Image point annotation entries:
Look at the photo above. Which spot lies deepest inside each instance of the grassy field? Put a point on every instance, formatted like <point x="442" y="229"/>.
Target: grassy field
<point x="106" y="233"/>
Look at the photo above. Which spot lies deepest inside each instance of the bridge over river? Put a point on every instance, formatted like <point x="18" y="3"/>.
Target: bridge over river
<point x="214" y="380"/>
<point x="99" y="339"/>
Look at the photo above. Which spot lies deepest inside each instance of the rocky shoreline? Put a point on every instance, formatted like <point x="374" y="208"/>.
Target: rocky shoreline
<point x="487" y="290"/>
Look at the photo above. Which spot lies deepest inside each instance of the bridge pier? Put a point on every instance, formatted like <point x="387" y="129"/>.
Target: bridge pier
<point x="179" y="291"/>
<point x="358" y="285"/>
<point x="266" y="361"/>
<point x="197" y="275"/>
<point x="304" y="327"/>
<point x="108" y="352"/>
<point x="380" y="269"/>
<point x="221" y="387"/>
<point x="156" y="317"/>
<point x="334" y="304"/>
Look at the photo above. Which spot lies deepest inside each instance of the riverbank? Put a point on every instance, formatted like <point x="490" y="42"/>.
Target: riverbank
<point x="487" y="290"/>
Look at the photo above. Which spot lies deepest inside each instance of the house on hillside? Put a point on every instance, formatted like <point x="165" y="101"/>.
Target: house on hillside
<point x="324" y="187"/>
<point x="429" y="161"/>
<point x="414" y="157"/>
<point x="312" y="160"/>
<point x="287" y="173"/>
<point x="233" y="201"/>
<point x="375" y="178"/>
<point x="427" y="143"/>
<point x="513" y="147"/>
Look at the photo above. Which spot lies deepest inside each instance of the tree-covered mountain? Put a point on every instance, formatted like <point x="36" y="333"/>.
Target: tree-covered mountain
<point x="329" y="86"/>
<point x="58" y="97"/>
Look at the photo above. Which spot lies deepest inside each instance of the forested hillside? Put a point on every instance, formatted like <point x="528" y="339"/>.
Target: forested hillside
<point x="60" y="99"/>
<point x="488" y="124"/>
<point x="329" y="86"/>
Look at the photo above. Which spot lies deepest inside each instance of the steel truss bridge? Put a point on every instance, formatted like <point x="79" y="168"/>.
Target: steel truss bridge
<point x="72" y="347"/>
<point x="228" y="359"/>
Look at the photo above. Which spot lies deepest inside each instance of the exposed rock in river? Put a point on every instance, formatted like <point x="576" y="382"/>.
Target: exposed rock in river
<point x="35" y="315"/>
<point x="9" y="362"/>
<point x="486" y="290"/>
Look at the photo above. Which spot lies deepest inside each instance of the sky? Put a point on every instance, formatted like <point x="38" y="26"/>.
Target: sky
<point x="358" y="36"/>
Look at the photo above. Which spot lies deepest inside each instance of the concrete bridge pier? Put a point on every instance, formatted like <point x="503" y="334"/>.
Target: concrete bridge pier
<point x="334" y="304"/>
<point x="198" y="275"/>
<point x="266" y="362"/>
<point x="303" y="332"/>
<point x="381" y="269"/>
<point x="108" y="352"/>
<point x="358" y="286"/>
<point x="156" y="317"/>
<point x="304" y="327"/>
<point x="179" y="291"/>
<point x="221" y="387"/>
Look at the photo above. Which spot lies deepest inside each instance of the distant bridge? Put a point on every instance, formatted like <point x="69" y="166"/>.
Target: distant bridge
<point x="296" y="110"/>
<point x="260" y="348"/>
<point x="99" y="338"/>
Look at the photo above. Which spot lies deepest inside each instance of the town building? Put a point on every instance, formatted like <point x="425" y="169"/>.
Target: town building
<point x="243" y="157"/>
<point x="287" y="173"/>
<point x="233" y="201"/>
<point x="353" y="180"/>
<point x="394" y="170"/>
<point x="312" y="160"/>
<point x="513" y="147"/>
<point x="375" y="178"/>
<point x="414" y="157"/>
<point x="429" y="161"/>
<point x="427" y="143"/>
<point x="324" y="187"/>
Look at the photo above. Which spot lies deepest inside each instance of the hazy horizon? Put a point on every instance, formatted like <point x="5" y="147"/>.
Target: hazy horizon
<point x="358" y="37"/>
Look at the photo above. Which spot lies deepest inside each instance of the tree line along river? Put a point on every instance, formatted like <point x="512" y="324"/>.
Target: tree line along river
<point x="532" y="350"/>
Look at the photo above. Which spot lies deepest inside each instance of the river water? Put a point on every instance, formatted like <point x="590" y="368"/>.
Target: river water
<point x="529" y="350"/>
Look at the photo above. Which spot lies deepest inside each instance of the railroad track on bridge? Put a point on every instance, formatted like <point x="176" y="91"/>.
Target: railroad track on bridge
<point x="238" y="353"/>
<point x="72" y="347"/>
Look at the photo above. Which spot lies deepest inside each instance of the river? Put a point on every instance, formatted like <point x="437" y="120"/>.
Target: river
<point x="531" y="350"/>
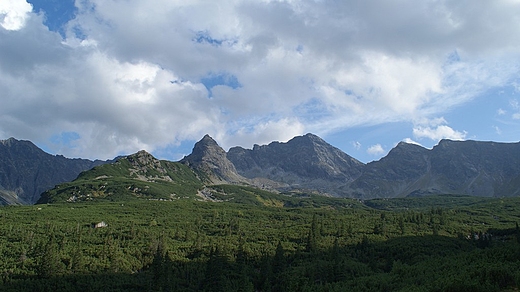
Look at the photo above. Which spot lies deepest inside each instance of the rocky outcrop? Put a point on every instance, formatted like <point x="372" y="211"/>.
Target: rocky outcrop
<point x="452" y="167"/>
<point x="26" y="171"/>
<point x="211" y="162"/>
<point x="305" y="163"/>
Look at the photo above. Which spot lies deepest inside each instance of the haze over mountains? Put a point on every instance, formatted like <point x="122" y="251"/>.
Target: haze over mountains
<point x="305" y="164"/>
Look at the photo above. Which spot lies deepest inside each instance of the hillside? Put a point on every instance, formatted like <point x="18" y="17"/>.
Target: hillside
<point x="135" y="176"/>
<point x="304" y="165"/>
<point x="26" y="171"/>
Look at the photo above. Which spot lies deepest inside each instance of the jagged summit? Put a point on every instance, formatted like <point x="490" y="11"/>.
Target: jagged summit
<point x="26" y="171"/>
<point x="210" y="159"/>
<point x="8" y="142"/>
<point x="142" y="158"/>
<point x="307" y="161"/>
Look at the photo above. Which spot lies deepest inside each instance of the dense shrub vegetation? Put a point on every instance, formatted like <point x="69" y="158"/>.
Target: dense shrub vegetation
<point x="257" y="241"/>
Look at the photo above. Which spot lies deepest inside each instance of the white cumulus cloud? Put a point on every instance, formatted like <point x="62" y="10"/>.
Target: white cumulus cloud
<point x="132" y="74"/>
<point x="13" y="14"/>
<point x="436" y="129"/>
<point x="376" y="149"/>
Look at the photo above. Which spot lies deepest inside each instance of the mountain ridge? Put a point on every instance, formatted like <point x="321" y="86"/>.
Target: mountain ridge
<point x="26" y="171"/>
<point x="308" y="164"/>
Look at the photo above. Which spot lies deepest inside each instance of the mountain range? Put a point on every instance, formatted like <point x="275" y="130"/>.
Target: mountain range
<point x="304" y="164"/>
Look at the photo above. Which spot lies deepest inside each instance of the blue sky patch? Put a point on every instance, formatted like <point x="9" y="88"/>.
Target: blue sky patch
<point x="57" y="13"/>
<point x="224" y="78"/>
<point x="65" y="139"/>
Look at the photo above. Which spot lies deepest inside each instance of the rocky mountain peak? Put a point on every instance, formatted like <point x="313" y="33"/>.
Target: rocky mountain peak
<point x="142" y="159"/>
<point x="210" y="159"/>
<point x="8" y="142"/>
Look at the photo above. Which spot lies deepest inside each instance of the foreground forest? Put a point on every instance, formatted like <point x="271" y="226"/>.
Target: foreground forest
<point x="257" y="242"/>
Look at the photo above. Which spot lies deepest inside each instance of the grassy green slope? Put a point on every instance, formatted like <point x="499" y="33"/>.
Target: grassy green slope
<point x="120" y="181"/>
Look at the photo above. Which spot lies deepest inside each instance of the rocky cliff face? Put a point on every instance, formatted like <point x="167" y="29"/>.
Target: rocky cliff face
<point x="210" y="160"/>
<point x="26" y="171"/>
<point x="305" y="162"/>
<point x="452" y="167"/>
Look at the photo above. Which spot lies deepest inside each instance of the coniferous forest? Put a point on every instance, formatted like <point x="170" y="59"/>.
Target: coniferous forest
<point x="263" y="242"/>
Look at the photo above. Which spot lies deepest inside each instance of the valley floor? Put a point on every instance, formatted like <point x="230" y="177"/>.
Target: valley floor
<point x="442" y="243"/>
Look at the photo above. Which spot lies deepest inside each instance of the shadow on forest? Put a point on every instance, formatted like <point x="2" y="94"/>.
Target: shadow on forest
<point x="420" y="263"/>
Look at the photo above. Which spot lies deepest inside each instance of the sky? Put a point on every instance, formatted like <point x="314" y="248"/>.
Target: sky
<point x="100" y="78"/>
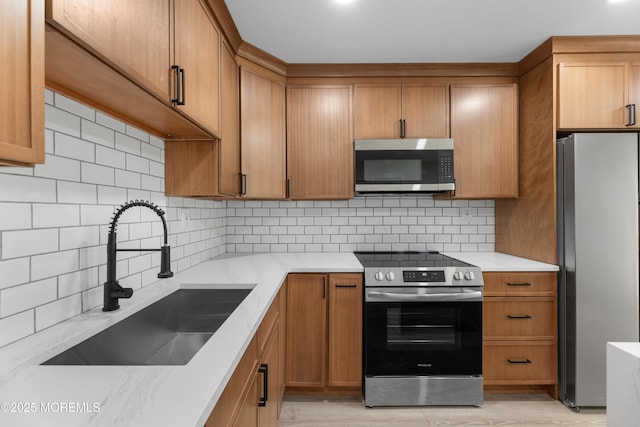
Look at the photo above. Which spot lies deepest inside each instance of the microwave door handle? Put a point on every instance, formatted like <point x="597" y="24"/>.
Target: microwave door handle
<point x="454" y="296"/>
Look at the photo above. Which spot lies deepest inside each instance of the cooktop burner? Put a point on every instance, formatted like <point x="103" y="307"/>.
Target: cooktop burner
<point x="407" y="259"/>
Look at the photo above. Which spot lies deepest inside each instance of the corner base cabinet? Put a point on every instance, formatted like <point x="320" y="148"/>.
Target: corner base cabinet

Task goal: Starting at the line that contains "the grassy green", write out every line through the final line of the entries, word for word; skip any pictures.

Completed task:
Look at the photo above. Which spot lies deepest inside each instance of the grassy green slope? Put a point on every instance, formatted like <point x="499" y="33"/>.
Target: grassy green slope
<point x="120" y="181"/>
Look at the photo above. Which spot lies deepest inside each instance of the rocky cliff face? Put a point on every instance, formatted like <point x="167" y="29"/>.
Target: rocky cliff face
<point x="210" y="160"/>
<point x="26" y="171"/>
<point x="305" y="162"/>
<point x="452" y="167"/>
Look at the photo above. Which spot lies deepest inside each instance of the coniferous forest? Put a point on every instance, formatted like <point x="170" y="59"/>.
Target: coniferous forest
<point x="263" y="242"/>
Look at the photo above. Which spot lies deepest inside each instance of the valley floor? Put a point on every instance, formatted like <point x="230" y="177"/>.
Target: valley floor
<point x="442" y="243"/>
Look at the photo above. Which spot lies deepest inside each instance of the shadow on forest? Put a point on every instance, formatted like <point x="2" y="94"/>.
Target: shadow on forest
<point x="420" y="263"/>
Look at the photo above. Which spot lies deepest inside each instance of the sky? Put a point on every instance, formatted like <point x="314" y="248"/>.
Target: sky
<point x="100" y="78"/>
Look at the photo above. Which spot lies deepest inside each instance of the microwave door handle? Put a point on every instance, formatted like <point x="597" y="24"/>.
Target: microwave door handle
<point x="454" y="296"/>
Look at the photo above. Which spot lies deepest inside each instance of the cooktop burner? Put a point on every instance, formatted like <point x="103" y="307"/>.
Target: cooktop burner
<point x="407" y="259"/>
Look at the photo above. Which spot lies deepest inside each instance of the corner base cabinet? Put a point on every instance, formatted like <point x="320" y="148"/>.
Target: corner base cabinet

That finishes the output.